Todo poema es un cuerpo vivo, Jorge Ariel Madrazo
La poesía, esa hada bellísima y desnuda que baja en la
noche la colina con una lámpara en la mano –para parafrasear, con alguna
libertad, a Juan L. Ortiz– ha de ser más castigada aún, quién lo duda, en los
años por venir. No hay razón para suponer que la banalidad y la masificación
idiotizante propias de esta cultura capitalista degradada y criminal, ya hace
tiempo definida como "sociedad del (mal) espectáculo", vayan a dar
paso a formas que abran nuevas puertas al despertar poético. Ni siquiera cabe
prever que tal sociedad adopte, en algún lugar del planeta, formas tan benignas
que disimulen su naturaleza y admitan un reflorecer de la cultura y la
espiritualidad en amplias capas populares. Pero, y por eso mismo, se vuelve
cada vez más necesario el quehacer del poeta, actuando con toda
responsabilidad, honestidad y conciencia de lo que su trabajo significa, como
átomo indispensable de un río silencioso que tarde o temprano, y por canales
siempre insospechados, ha de revertir sobre –al menos–algunos terrenos
fértiles; por ejemplo, en una inesperada pero posible y deseable interacción
con algunos miembros, más o menos numerosos, de su comunidad. Es nuestra vía de
resistencia, nada desdeñable.

§ Objetivo de la tarea
Indica si cada afirmación concuerda con el fragmento sobre la poesía: 1. El autor parafrasea a Juan L. Ortiz. 2. Según el fragmento, el quehacer del poeta se vuelve cada vez menos necesario. 3. El fragmento presenta el trabajo poético como una vía de resistencia. Responde sí o no y cita literalmente las palabras del fragmento que lo deciden. El material no hace falta para resolver esto.

§ Información proporcionada
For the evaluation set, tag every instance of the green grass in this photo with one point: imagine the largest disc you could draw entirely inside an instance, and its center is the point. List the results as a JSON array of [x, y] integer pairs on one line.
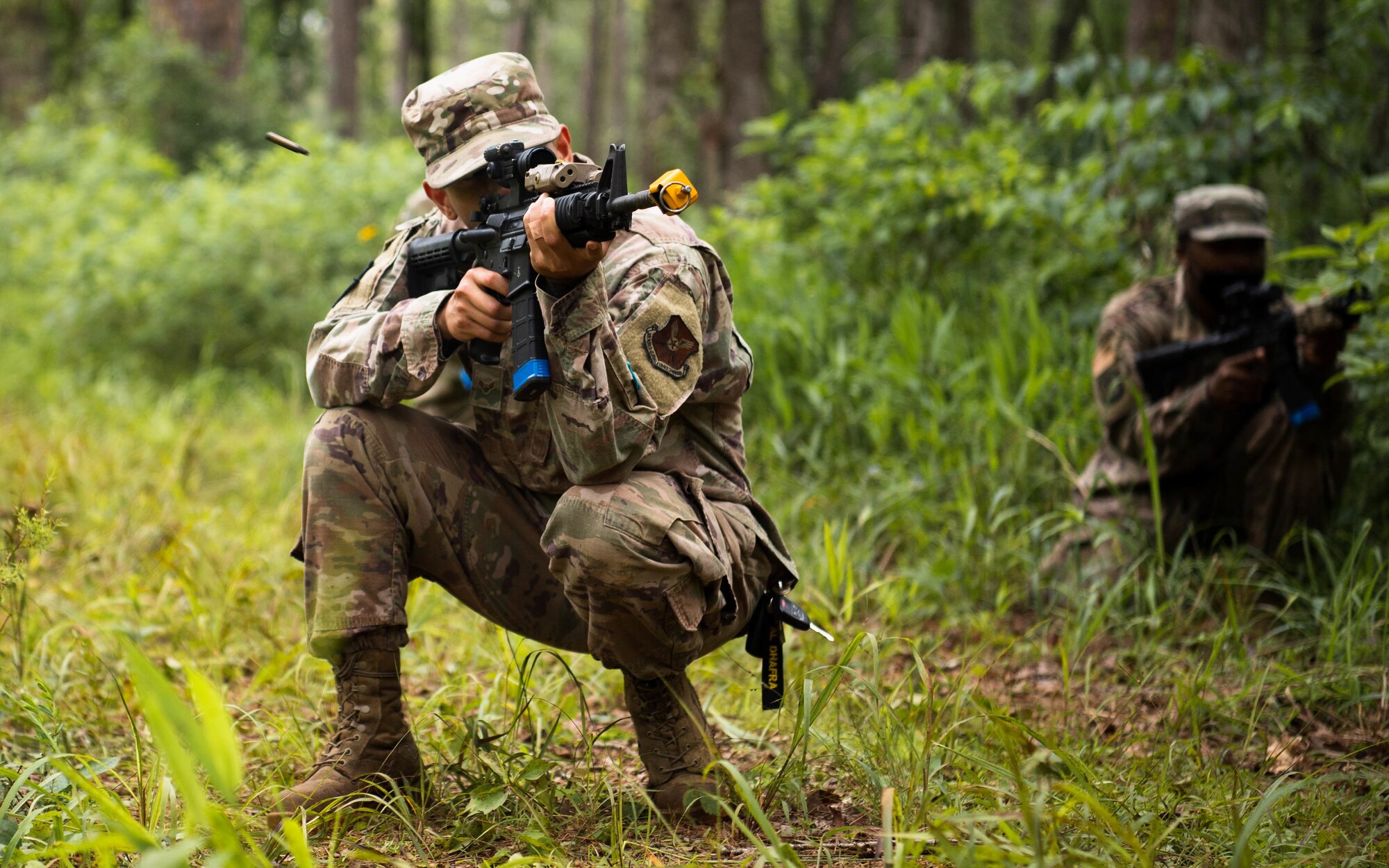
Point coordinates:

§ Respuesta
1. Sí: «para parafrasear, con alguna libertad, a Juan L. Ortiz».
2. No: «se vuelve cada vez más necesario el quehacer del poeta».
3. Sí: «Es nuestra vía de resistencia, nada desdeñable».